Exercise instructions — Lines before the one containing "Wildlife-survey tagging: tag each instance of the gas" are left out; that line and all after it, through the end of the records, must be transcribed exactly.

(Image point grounding data)
--------------------------------------------------

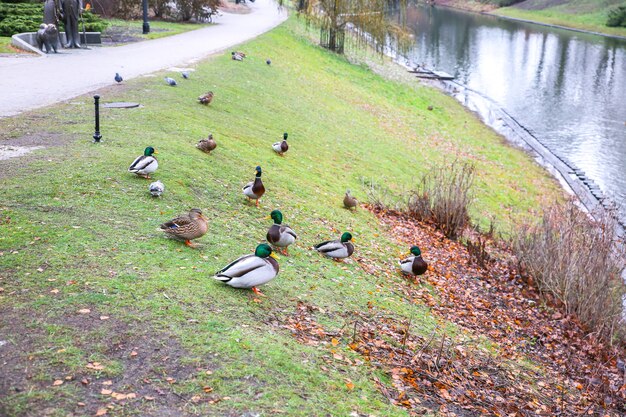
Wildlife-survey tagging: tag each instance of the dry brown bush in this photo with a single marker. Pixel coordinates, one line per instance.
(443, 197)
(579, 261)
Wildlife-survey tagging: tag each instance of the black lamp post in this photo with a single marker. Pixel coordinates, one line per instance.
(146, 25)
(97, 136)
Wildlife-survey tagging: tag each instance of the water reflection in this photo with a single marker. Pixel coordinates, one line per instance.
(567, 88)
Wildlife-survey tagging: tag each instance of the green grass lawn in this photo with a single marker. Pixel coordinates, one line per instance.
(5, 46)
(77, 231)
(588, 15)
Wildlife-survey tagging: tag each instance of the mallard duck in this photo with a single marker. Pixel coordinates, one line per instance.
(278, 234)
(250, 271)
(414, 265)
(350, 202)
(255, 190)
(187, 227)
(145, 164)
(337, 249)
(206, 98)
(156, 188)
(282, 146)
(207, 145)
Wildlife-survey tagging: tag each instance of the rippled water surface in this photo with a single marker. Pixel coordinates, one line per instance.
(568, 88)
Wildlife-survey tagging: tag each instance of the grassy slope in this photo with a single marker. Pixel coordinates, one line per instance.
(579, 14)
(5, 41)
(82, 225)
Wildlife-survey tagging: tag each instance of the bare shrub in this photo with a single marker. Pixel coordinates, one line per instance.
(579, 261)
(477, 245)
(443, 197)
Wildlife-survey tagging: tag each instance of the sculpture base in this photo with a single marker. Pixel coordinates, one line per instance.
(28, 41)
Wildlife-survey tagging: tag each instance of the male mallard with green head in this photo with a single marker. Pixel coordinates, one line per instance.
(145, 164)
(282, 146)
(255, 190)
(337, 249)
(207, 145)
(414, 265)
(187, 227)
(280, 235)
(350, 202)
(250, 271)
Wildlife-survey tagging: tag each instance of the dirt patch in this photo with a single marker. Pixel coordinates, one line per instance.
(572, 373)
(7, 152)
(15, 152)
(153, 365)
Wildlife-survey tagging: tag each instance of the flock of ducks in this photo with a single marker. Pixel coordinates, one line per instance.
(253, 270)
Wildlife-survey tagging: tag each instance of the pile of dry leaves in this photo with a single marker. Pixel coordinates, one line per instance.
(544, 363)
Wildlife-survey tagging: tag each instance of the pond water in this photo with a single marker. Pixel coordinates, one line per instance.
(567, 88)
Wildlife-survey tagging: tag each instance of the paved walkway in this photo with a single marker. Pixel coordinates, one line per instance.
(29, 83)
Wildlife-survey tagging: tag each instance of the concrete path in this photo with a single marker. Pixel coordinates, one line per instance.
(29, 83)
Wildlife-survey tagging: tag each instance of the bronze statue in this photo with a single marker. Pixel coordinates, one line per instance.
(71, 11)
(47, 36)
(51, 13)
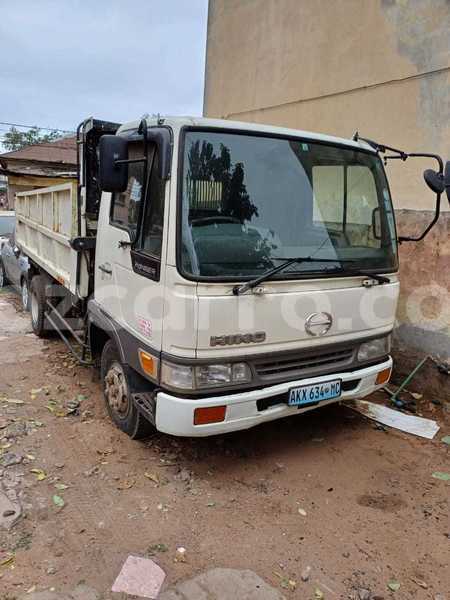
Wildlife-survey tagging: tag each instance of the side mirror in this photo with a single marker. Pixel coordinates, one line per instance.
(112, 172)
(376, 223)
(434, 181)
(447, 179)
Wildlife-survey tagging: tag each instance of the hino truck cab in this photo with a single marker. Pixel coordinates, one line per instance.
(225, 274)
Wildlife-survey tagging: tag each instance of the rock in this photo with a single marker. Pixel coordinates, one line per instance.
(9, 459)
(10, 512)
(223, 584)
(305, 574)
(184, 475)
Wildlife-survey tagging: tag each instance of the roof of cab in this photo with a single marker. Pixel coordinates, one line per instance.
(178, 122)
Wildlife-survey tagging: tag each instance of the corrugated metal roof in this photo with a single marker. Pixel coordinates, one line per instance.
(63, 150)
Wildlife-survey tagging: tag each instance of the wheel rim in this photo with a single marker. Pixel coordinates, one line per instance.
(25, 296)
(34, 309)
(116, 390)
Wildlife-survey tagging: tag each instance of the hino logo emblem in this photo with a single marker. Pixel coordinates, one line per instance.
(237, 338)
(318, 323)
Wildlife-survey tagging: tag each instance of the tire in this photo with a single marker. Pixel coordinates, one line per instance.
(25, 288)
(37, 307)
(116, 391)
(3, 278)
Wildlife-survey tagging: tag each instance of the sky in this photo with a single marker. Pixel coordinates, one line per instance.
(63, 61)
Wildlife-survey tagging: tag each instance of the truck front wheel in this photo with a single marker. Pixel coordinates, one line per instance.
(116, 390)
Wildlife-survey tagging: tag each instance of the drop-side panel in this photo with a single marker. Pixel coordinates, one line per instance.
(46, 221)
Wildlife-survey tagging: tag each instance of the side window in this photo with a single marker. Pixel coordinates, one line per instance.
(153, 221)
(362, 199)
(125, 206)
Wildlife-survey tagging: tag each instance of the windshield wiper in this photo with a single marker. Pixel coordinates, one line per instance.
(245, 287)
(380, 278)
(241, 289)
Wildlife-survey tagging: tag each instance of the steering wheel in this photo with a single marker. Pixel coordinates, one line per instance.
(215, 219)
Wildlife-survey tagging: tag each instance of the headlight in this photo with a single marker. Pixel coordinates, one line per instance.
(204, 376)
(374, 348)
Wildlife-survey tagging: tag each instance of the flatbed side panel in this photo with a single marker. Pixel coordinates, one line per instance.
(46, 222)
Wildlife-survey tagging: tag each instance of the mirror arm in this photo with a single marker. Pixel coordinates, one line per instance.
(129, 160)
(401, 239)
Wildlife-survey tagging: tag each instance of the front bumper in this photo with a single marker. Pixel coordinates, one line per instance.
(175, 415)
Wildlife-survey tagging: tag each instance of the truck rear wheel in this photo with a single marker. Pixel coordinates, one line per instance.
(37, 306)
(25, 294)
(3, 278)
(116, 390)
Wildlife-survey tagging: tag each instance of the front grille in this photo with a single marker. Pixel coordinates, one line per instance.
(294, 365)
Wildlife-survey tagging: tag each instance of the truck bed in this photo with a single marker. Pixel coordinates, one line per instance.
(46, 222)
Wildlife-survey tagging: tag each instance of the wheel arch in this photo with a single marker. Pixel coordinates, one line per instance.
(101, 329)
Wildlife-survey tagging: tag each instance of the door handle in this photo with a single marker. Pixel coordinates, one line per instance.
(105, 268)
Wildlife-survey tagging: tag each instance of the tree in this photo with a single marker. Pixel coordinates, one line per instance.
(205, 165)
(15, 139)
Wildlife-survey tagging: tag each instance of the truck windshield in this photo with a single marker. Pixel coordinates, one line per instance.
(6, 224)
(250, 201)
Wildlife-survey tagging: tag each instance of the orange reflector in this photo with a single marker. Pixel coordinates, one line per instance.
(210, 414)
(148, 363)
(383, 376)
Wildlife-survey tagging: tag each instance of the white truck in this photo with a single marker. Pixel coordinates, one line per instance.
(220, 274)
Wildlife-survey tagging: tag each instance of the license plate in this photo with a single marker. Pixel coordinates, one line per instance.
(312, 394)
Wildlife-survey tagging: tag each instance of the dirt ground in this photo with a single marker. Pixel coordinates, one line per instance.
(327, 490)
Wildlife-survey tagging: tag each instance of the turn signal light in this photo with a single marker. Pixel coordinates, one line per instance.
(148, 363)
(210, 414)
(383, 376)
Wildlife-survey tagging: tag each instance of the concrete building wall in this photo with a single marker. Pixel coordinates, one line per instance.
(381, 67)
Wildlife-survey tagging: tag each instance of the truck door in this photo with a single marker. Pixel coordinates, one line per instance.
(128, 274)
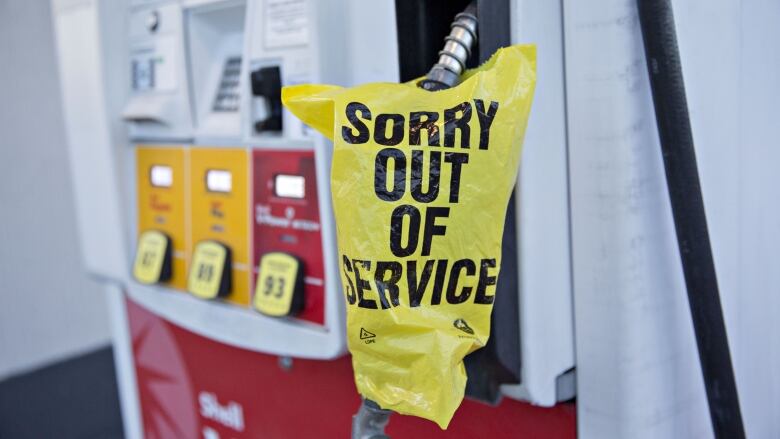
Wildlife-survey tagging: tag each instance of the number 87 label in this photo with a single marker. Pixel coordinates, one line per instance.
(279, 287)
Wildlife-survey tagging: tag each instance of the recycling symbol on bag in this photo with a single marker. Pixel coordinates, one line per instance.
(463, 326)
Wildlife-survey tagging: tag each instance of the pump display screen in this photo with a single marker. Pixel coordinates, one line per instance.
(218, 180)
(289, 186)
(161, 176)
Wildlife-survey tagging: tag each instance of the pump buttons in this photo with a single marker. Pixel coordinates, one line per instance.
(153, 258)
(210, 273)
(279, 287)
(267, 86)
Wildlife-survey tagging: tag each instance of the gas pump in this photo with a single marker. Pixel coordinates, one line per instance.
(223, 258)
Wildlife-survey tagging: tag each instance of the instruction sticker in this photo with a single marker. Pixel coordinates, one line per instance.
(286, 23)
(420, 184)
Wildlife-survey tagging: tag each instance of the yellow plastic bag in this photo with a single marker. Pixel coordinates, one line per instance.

--------------------------------------------------

Solution for this exercise —
Wildlife-survey tagging: tag each instance of the gas pump in this photo with a single marker. Pixel coordinates, one line per instance.
(223, 258)
Wildlife-survey tagging: tag each instance of the instruction sticker in this photo with a single marker. Pixel coordinates, one line per instance.
(286, 23)
(420, 184)
Wildlife-survey tagging: tag each instance of the yellow plastic bag in this photo with a single marker. Pixel coordinates, one line per instance.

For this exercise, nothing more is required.